** Begin **
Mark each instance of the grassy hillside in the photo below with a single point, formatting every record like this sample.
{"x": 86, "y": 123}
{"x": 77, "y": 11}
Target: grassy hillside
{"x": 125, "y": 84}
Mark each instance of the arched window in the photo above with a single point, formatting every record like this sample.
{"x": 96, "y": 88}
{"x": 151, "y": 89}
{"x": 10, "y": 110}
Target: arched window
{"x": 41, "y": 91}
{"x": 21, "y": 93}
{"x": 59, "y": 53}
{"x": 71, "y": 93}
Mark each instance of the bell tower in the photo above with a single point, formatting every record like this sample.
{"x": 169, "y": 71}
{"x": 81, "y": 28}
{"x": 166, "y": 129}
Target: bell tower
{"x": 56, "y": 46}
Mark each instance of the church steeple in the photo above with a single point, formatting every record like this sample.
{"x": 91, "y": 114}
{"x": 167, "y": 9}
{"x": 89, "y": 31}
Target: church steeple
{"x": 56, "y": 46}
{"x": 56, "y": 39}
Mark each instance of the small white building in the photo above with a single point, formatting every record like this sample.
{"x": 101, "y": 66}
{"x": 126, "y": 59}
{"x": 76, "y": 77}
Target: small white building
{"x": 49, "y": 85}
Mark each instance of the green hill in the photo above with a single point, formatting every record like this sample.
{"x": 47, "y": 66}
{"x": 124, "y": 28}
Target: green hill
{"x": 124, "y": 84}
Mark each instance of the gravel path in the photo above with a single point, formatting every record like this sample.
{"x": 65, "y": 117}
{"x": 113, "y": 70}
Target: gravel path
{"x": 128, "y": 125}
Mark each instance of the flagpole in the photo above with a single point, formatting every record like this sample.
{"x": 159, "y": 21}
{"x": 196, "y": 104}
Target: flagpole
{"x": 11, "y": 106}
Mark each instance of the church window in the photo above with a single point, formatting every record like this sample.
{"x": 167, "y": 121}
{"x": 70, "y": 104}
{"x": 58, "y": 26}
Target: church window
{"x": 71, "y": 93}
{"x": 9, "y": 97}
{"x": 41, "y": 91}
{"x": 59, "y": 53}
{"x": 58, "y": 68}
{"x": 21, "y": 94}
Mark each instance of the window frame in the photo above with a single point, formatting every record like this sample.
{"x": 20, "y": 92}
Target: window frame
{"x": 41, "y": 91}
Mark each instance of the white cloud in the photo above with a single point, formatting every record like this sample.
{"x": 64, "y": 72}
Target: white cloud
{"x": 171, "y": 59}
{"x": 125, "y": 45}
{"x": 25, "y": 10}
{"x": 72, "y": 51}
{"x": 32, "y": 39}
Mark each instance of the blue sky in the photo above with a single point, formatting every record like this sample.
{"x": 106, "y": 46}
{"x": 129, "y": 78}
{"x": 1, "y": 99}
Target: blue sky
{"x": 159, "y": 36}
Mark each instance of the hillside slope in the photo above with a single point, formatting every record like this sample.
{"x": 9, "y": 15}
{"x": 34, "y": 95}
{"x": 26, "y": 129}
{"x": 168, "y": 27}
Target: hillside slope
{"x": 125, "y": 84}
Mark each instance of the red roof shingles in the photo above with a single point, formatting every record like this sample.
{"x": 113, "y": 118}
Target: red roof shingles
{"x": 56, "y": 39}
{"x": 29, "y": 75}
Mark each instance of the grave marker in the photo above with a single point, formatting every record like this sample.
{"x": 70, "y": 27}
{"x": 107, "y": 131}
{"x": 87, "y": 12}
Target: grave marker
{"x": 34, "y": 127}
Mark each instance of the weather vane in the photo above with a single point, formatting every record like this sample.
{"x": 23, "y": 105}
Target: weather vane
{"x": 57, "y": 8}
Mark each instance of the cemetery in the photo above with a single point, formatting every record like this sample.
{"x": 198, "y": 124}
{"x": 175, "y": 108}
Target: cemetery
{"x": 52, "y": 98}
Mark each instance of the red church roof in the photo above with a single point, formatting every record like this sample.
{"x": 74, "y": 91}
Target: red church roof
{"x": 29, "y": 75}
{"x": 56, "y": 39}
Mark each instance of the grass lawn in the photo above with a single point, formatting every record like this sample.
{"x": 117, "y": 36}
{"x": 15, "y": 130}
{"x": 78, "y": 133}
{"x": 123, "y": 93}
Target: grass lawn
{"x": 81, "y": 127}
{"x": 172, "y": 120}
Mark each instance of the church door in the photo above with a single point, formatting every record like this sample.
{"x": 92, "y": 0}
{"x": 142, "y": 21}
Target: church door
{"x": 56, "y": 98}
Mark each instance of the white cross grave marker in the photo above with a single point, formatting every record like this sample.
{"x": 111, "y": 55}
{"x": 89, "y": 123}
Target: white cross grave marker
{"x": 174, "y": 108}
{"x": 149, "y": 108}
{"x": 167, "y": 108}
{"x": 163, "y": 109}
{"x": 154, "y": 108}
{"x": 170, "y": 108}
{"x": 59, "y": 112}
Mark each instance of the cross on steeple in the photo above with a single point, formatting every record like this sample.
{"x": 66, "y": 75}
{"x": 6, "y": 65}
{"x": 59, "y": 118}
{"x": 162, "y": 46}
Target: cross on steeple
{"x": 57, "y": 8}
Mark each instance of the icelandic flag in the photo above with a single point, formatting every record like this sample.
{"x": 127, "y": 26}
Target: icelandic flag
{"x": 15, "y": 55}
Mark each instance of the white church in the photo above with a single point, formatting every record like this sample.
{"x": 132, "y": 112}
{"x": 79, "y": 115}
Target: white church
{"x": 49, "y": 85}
** End **
### The request:
Reproduce word for word the rows above, from the line containing "Mark each instance of the cemetery" through the final row, including both of those lines.

### Answer:
Mark each instance of the cemetery in the photo above with a single point, formatting every record like this sample.
{"x": 198, "y": 124}
{"x": 175, "y": 108}
Target: cemetery
{"x": 52, "y": 98}
Mark each instance of the red church roof in the photo above with a single point, formatting every record like this sample.
{"x": 74, "y": 91}
Target: red church roof
{"x": 29, "y": 75}
{"x": 56, "y": 39}
Mark each instance of the grass lawn in the photo above with a single point, formatting every record like this sample.
{"x": 117, "y": 36}
{"x": 15, "y": 130}
{"x": 78, "y": 133}
{"x": 123, "y": 93}
Target: grass lawn
{"x": 81, "y": 127}
{"x": 172, "y": 120}
Mark each instance of the church door in the photo above with a single point, formatting every record like this sample.
{"x": 92, "y": 0}
{"x": 142, "y": 21}
Target: church door
{"x": 56, "y": 98}
Mark each instance of the white cross grave marker in the photo above with a single point, formatting every record like this sample.
{"x": 111, "y": 55}
{"x": 89, "y": 123}
Target: white cross grave marker
{"x": 174, "y": 108}
{"x": 149, "y": 108}
{"x": 167, "y": 108}
{"x": 163, "y": 109}
{"x": 154, "y": 108}
{"x": 170, "y": 108}
{"x": 59, "y": 112}
Mark each instance of the cross on steeple in the photo above with a single point, formatting every record like this sample.
{"x": 66, "y": 75}
{"x": 6, "y": 65}
{"x": 59, "y": 118}
{"x": 162, "y": 46}
Target: cross on steeple
{"x": 57, "y": 8}
Mark each instance of the icelandic flag in the photo above with a single point, formatting every record like this sample.
{"x": 127, "y": 26}
Target: icelandic flag
{"x": 15, "y": 55}
Mark each instance of the white church in the photo above with a single point, formatting every record like this sample.
{"x": 132, "y": 112}
{"x": 79, "y": 115}
Target: white church
{"x": 49, "y": 85}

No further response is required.